__INSTRUCTIONS FOR THE TASK__.
Repeat the entries verbatim.

::: RECORDS SUPPLIED

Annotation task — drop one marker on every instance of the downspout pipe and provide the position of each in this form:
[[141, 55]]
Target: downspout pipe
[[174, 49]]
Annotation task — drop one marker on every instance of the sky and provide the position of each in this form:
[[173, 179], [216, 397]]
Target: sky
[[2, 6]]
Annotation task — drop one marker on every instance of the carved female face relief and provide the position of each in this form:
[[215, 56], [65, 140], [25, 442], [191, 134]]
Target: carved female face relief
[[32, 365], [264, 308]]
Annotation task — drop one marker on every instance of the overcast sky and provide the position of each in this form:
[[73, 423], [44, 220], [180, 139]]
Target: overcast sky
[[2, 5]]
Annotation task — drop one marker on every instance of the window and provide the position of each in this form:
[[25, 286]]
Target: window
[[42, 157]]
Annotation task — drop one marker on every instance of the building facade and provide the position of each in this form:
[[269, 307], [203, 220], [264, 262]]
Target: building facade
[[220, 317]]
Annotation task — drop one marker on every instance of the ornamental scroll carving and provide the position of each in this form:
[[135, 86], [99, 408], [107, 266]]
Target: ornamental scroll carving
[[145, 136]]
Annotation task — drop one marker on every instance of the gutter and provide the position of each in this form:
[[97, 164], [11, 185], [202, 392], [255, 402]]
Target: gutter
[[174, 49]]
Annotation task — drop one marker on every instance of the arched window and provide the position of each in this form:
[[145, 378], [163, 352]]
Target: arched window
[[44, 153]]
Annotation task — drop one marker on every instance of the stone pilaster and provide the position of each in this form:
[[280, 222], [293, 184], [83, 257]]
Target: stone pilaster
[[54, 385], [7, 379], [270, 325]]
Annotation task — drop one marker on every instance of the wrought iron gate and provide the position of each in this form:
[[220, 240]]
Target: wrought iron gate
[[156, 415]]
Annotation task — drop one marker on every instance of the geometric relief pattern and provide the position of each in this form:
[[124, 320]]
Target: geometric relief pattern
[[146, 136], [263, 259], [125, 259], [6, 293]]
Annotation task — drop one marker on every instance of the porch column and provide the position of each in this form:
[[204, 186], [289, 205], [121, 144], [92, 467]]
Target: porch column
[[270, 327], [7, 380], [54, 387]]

::::::

__TASK SOLUTION__.
Annotation task — drop one marker on every instance of the downspout pipe and provide the position of each in this form:
[[141, 55]]
Target: downspout pipe
[[174, 49]]
Annotation task — drop one marker on every instance of the sky and provide the position of each in this form:
[[173, 179], [216, 397]]
Target: sky
[[2, 6]]
Annotation task — drop one marker on every instance of the carved female face relief and provide the position of each in this form:
[[215, 56], [65, 140], [25, 442], [191, 134]]
Target: carved female face relief
[[32, 365], [264, 308]]
Annotation task — drop one marker on every instance of the overcast sky and provide the position of each in this form:
[[73, 423], [44, 220], [180, 139]]
Target: overcast sky
[[2, 5]]
Annotation task — drop one marker on every instance of the window and provide the position of each in this form:
[[25, 286]]
Target: window
[[42, 157]]
Annotation task — drop one marker on every instance of the building facade and provide the position of each in this form:
[[269, 307], [203, 220], [264, 262]]
Target: building facade
[[220, 317]]
Annotation task — drop one marker on every instance of the ornamental scroll carving and provide the position of each in this form:
[[135, 86], [99, 408], [107, 266]]
Target: ornamental scroll carving
[[145, 136]]
Annotation task — drop one marker on every instance of the gutter and provide the position of each in this form:
[[97, 164], [11, 185], [202, 392], [255, 402]]
Target: gutter
[[174, 49]]
Annotation task — drop one marker on every instance of the arched window and provide the position of each in this form:
[[145, 378], [163, 352]]
Target: arched window
[[44, 153]]
Annotation task — drop one marker on every instance of the stone pilaster and provide the position of each in this form:
[[280, 222], [293, 184], [83, 257]]
Target: stone pilaster
[[54, 385], [7, 379], [270, 325]]
Annotation task — drop one marker on every instance of the wrought iron gate and provide the position of each in this form:
[[220, 240]]
Target: wrought iron gate
[[156, 415]]
Annotation task — drop one marker on every instance of the geometric relief pattern and provide the position of each in this form:
[[124, 320]]
Target: geometric relief pattern
[[146, 136], [263, 259], [125, 259], [6, 293]]
Annotation task — drop one marker on every instance of the porch column and provide the position of each in this form:
[[204, 186], [289, 205], [121, 144], [92, 467]]
Target: porch column
[[270, 327], [7, 380], [54, 387]]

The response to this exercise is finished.